Se
a nossa existência não tem por fim imediato a dor, pode-se dizer
que não tem razão alguma de ser no mundo. Porque é absurdo admitir
que a dor sem fim que nasce da miséria inerente à vida e enche o
mundo seja apenas um puro acidente, e não o próprio fim. Cada
desgraça particular parece, é certo, uma exceção, mas a desgraça
geral é a regra.
Assim
como um regato corre sem ímpetos enquanto não encontra obstáculos,
do mesmo modo, na natureza animal, a vida corre inconsciente e
descuidosa quando coisa alguma se lhe opõe à vontade. Se a atenção
desperta, é porque a vontade não era livre e se produziu algum
choque. Tudo o que se ergue em frente da nossa vontade, tudo o que a
contraria ou lhe resiste, isto é, tudo o que há de desagradável e
de doloroso, sentimo-lo ato contínuo e muito nitidamente. Não nos
atentamos à saúde geral do nosso corpo, mas notamos o ponto ligeiro
onde o sapato nos molesta; não apreciamos o conjunto próspero dos
nossos negócios, e só pensamos numa ninharia insignificante que nos
desgosta. - O bem-estar e a felicidade são, portanto, negativos, só
a dor é positiva.
Não
conheço nada mais absurdo que a maior parte dos sistemas
metafísicos, que explicam o mal como uma coisa negativa; só ele,
pelo contrário, é positivo, visto que se faz sentir... O bem, a
felicidade, a satisfação são negativos, porque não fazem senão
suprimir um desejo e terminar um desgosto.

Enunciado a = Copie sem nenhuma alteração as linhas da listagem desde o começo dela até a linha que contém "[109,153,238,286]", incluindo as duas pontas.

Dados fornecidos =
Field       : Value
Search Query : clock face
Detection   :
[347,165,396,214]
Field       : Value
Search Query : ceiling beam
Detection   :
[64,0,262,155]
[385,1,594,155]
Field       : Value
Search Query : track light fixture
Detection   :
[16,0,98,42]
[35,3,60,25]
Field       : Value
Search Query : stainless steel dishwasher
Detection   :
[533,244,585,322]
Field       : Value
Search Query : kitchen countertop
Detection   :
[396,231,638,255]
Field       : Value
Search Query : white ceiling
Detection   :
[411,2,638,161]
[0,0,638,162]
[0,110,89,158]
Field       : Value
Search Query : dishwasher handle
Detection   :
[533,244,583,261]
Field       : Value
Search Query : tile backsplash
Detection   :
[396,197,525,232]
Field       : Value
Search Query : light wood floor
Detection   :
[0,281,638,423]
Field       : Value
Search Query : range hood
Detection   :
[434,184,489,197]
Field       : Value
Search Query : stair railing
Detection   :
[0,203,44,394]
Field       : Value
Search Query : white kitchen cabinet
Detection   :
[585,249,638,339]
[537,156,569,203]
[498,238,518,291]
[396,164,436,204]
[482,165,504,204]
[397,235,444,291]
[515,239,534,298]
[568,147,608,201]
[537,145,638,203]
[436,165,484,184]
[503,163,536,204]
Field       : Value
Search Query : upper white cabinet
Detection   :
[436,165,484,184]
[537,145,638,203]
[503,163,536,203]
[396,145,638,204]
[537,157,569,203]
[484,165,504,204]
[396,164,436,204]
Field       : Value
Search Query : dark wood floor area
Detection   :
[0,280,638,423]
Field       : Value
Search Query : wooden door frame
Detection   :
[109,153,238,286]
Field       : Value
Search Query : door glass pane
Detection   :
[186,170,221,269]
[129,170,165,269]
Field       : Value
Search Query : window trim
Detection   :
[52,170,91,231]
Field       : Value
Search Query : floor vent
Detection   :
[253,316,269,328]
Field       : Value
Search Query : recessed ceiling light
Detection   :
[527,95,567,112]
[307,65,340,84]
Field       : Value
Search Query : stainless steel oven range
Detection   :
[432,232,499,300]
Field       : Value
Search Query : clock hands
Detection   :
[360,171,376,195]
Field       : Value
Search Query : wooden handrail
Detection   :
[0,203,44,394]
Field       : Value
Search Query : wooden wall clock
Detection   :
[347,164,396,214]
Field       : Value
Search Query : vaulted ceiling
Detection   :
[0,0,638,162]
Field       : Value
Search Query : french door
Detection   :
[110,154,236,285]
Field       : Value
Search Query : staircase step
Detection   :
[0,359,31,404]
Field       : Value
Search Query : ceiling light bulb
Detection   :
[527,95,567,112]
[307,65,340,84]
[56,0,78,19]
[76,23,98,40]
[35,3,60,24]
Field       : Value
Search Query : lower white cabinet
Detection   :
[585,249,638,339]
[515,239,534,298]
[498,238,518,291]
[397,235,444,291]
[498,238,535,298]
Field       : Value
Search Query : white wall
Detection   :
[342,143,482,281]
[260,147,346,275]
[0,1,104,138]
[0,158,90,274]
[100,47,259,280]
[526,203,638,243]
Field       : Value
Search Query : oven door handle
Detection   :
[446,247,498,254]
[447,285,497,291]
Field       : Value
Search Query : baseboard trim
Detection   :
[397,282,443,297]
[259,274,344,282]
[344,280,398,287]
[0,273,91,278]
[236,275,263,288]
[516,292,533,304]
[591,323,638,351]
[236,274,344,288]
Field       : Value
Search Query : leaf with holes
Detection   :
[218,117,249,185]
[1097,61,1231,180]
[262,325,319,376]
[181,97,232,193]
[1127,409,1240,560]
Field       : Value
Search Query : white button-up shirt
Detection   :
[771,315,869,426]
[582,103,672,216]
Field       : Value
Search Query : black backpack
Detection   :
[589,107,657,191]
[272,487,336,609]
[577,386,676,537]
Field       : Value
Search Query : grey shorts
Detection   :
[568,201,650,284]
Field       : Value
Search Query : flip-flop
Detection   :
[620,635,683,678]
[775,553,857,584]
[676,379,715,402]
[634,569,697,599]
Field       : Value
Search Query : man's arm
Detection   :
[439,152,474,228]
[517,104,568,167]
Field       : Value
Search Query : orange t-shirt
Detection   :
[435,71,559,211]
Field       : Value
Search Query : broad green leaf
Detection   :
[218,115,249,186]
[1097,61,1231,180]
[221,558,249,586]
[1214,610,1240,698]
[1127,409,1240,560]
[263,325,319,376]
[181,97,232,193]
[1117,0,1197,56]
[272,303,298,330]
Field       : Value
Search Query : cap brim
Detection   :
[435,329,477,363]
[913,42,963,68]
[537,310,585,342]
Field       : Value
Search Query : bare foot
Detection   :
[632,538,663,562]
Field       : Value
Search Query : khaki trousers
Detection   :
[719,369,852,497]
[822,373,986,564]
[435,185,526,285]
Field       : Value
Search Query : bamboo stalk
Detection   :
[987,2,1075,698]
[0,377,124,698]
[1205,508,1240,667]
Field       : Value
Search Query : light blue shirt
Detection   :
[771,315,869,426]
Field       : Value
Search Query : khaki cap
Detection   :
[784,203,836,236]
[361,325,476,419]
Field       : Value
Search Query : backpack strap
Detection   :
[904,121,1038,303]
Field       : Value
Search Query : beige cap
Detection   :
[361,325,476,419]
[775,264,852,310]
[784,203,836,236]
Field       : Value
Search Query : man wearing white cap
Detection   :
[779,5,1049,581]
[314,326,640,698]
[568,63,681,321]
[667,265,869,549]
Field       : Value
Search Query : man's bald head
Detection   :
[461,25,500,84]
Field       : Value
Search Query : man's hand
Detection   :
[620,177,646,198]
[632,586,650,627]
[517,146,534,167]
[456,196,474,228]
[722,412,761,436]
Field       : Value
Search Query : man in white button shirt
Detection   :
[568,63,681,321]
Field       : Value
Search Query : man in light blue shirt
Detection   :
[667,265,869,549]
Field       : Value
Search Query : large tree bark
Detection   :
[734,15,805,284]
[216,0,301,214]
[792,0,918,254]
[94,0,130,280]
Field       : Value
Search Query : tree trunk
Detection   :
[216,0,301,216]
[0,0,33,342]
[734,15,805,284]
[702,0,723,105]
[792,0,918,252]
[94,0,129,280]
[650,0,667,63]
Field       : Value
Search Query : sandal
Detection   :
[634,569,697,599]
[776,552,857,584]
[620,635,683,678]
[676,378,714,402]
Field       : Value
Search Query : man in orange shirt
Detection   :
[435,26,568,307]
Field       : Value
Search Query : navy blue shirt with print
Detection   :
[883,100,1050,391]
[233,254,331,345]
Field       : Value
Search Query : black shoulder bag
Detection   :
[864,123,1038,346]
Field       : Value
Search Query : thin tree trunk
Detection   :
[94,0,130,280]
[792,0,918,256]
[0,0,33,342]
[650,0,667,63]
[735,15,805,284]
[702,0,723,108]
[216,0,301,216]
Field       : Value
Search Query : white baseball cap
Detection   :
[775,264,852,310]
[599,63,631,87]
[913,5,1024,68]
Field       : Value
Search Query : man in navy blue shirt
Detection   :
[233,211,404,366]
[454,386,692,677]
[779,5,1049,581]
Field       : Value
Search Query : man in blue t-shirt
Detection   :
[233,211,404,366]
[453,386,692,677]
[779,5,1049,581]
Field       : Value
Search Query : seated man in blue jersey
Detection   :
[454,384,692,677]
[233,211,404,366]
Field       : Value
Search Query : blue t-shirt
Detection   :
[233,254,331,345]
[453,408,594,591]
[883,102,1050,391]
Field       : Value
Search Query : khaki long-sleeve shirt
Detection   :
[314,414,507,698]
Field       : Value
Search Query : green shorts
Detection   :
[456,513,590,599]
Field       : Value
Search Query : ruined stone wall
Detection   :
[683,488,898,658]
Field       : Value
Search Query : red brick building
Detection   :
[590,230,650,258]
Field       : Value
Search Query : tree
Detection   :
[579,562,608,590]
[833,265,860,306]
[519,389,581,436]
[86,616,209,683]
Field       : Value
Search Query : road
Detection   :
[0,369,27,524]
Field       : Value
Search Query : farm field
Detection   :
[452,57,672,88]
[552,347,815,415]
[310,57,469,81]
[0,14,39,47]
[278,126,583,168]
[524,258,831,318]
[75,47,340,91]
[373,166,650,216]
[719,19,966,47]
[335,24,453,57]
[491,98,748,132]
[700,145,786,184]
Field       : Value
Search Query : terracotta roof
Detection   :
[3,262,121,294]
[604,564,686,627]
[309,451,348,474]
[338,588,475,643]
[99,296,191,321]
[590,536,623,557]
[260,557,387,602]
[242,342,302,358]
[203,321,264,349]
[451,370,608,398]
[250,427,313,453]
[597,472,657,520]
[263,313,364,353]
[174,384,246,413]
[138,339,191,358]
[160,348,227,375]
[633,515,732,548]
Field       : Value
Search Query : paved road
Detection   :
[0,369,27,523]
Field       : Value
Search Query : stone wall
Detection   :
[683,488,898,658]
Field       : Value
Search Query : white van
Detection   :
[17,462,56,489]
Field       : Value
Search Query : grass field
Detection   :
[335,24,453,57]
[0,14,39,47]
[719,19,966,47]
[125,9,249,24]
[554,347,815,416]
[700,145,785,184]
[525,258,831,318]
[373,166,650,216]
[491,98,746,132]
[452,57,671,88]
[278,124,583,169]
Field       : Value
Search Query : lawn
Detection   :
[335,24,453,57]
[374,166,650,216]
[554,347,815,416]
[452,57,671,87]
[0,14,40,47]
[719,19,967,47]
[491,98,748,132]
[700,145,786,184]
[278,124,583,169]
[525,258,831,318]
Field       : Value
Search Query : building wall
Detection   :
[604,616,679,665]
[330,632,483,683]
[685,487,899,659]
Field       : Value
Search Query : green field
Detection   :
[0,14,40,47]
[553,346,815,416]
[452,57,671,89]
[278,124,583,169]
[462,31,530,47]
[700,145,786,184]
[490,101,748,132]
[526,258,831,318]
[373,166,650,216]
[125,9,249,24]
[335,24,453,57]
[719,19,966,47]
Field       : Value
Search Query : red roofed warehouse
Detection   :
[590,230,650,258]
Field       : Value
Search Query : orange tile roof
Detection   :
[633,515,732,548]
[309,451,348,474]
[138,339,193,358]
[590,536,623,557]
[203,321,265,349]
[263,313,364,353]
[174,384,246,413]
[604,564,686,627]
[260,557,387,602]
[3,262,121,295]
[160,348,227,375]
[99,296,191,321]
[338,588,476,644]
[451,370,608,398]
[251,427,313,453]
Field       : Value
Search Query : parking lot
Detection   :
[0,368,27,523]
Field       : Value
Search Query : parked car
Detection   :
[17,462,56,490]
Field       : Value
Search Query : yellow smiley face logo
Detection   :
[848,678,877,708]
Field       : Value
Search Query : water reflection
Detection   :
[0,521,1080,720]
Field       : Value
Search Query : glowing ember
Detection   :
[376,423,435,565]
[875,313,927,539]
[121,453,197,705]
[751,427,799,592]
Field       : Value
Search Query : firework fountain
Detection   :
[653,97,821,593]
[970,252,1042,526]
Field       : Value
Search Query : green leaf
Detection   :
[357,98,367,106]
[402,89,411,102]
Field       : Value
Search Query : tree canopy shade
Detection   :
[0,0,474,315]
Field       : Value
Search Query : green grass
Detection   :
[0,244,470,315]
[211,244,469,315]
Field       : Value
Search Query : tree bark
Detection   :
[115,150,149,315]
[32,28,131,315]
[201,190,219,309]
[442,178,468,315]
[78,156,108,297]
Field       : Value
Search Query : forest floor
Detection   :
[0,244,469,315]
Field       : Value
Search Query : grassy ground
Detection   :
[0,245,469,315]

Enunciado b = Segundo o trecho de origem, em que parte do corpo reparamos, mesmo sem dar atenção à saúde geral dele?

Resposta a =
Field       : Value
Search Query : clock face
Detection   :
[347,165,396,214]
Field       : Value
Search Query : ceiling beam
Detection   :
[64,0,262,155]
[385,1,594,155]
Field       : Value
Search Query : track light fixture
Detection   :
[16,0,98,42]
[35,3,60,25]
Field       : Value
Search Query : stainless steel dishwasher
Detection   :
[533,244,585,322]
Field       : Value
Search Query : kitchen countertop
Detection   :
[396,231,638,255]
Field       : Value
Search Query : white ceiling
Detection   :
[411,2,638,161]
[0,0,638,162]
[0,110,89,158]
Field       : Value
Search Query : dishwasher handle
Detection   :
[533,244,583,261]
Field       : Value
Search Query : tile backsplash
Detection   :
[396,197,525,232]
Field       : Value
Search Query : light wood floor
Detection   :
[0,281,638,423]
Field       : Value
Search Query : range hood
Detection   :
[434,184,489,197]
Field       : Value
Search Query : stair railing
Detection   :
[0,203,44,394]
Field       : Value
Search Query : white kitchen cabinet
Detection   :
[585,249,638,339]
[537,156,569,203]
[498,238,518,291]
[396,164,436,204]
[482,165,504,204]
[397,235,444,291]
[515,239,534,298]
[568,147,608,201]
[537,145,638,203]
[436,165,484,184]
[503,163,536,204]
Field       : Value
Search Query : upper white cabinet
Detection   :
[436,165,484,184]
[537,145,638,203]
[503,163,536,203]
[396,145,638,204]
[537,157,569,203]
[484,165,504,204]
[396,164,436,204]
Field       : Value
Search Query : dark wood floor area
Detection   :
[0,280,638,423]
Field       : Value
Search Query : wooden door frame
Detection   :
[109,153,238,286]

Resposta b = No ponto ligeiro onde o sapato nos molesta.